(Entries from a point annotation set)

_____

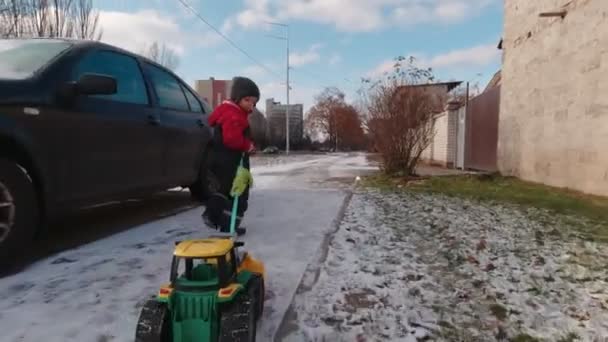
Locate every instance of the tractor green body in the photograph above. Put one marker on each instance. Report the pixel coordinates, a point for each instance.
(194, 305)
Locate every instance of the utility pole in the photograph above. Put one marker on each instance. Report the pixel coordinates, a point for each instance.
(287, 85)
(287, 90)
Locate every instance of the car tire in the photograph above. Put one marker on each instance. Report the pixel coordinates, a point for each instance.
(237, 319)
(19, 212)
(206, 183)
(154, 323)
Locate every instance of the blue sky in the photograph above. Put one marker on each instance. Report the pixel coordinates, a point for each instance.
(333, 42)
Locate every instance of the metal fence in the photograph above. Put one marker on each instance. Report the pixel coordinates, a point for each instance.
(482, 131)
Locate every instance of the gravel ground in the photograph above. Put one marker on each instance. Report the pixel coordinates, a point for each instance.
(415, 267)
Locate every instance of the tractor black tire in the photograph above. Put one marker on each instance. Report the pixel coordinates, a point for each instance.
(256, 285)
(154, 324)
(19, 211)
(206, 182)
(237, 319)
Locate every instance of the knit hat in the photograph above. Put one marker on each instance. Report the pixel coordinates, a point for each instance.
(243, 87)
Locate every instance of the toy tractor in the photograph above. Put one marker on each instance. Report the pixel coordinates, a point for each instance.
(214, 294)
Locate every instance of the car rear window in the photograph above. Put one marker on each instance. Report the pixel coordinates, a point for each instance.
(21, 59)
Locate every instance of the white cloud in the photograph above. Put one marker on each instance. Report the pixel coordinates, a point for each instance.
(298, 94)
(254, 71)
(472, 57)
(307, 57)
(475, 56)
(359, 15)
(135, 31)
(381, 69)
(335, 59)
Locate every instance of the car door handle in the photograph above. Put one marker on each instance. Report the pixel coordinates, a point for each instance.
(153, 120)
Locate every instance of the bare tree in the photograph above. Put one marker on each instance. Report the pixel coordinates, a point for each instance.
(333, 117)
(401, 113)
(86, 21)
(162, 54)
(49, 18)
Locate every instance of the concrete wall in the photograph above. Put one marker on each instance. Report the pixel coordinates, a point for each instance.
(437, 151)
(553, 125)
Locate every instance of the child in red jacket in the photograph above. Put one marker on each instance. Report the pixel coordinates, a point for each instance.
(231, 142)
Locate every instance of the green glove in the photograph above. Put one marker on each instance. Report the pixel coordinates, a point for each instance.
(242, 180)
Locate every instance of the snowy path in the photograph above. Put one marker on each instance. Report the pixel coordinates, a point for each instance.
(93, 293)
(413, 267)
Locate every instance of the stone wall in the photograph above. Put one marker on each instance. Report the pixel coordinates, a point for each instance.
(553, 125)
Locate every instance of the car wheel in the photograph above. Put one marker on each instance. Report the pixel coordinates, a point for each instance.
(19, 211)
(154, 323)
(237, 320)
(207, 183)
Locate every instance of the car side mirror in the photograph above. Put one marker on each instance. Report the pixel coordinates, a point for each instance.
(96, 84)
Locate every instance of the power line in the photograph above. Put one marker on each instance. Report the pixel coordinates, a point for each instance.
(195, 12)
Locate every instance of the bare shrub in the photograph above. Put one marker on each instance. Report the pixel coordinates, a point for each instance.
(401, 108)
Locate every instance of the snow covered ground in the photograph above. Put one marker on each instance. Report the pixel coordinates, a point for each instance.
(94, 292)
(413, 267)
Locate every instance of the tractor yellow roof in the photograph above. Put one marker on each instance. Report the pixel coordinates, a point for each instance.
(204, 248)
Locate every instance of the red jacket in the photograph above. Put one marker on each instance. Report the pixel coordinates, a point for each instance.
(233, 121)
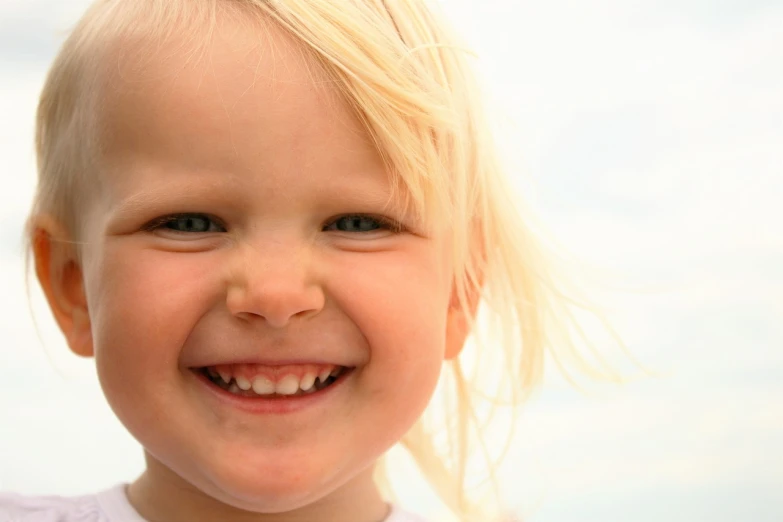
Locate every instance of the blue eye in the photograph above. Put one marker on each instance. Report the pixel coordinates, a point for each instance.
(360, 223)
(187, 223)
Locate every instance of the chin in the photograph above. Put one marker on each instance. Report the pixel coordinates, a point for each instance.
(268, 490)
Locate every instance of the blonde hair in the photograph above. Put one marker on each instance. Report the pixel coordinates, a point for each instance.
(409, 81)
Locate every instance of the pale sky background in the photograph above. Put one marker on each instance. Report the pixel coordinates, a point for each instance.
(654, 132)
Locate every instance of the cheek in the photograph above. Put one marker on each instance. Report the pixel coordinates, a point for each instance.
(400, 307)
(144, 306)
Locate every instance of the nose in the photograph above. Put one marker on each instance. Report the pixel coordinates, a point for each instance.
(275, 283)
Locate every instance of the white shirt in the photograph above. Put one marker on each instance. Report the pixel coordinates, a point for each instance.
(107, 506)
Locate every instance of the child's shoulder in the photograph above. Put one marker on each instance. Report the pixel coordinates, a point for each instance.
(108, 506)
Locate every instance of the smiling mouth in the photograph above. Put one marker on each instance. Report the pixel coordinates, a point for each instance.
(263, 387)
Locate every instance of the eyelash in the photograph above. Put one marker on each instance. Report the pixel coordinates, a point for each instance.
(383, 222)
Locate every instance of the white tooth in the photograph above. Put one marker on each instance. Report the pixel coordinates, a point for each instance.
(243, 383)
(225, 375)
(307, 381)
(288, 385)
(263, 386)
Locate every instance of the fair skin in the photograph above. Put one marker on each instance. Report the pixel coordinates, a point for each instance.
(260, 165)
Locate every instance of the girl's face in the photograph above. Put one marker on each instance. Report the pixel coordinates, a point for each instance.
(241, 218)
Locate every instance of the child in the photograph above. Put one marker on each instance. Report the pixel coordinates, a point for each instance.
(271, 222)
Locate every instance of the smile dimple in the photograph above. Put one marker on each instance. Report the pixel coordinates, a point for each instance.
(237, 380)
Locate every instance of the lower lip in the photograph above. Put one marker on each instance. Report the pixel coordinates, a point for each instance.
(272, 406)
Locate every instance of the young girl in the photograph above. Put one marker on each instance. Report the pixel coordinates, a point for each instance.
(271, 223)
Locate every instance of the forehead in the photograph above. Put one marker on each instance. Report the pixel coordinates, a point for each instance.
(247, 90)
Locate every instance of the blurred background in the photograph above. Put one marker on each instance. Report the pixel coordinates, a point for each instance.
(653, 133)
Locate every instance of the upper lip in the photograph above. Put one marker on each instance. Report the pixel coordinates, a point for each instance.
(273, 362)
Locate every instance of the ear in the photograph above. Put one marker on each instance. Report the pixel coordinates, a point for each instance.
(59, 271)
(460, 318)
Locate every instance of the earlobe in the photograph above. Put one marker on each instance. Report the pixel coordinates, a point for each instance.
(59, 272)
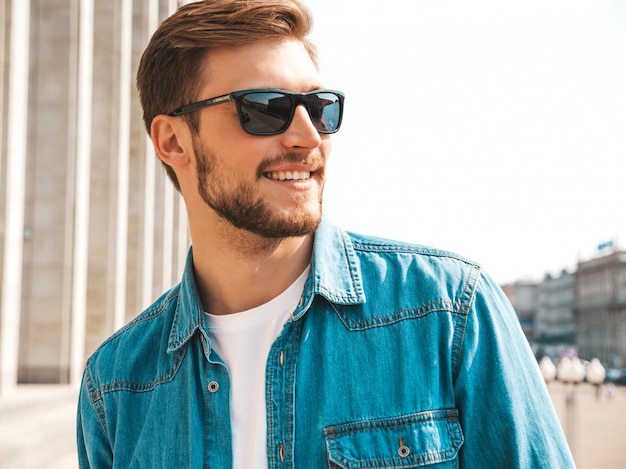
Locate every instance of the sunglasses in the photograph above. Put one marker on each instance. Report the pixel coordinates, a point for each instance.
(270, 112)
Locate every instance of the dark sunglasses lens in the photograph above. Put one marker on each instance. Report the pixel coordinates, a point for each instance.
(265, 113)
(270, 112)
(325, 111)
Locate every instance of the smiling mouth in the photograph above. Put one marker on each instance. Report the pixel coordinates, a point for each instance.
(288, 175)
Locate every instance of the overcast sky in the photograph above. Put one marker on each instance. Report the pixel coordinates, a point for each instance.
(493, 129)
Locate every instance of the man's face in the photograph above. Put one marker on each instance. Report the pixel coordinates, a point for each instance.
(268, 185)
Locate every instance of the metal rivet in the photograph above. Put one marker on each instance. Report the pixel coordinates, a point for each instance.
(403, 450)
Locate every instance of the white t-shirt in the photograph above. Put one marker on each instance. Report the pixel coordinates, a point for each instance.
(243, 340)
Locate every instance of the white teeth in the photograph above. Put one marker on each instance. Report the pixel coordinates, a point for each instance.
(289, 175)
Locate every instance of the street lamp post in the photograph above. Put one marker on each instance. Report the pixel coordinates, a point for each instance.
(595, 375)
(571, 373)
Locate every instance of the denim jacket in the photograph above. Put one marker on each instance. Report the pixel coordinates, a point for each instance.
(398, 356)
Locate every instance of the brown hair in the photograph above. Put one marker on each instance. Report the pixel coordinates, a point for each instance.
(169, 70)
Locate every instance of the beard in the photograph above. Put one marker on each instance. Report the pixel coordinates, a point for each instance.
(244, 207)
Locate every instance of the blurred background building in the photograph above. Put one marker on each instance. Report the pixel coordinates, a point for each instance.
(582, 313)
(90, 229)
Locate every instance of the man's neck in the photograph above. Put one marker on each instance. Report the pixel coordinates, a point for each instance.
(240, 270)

_____

Problem to solve:
Extract every line from the one with "Locate every instance of the brown" down to the final line above, both included, exactly as written.

Written answer:
Locate every instance of the brown hair in the photograph above. Put one marker on each instance. Report the pixel coordinates, a point for each instance.
(169, 70)
Locate every instance of the beard in the photograph above. Put one marker on each instance. Report the pixel coordinates, a point for each instance.
(244, 207)
Locate every instance of the blurred background building in the photograph above. Put one marker on each instance. Report the pixel coordinates, a point for each instance.
(582, 313)
(90, 229)
Locate every instance of the man's neck in the photograph above. Put one marker on each instance. Report the pixel coordinates, a point for each instance.
(240, 270)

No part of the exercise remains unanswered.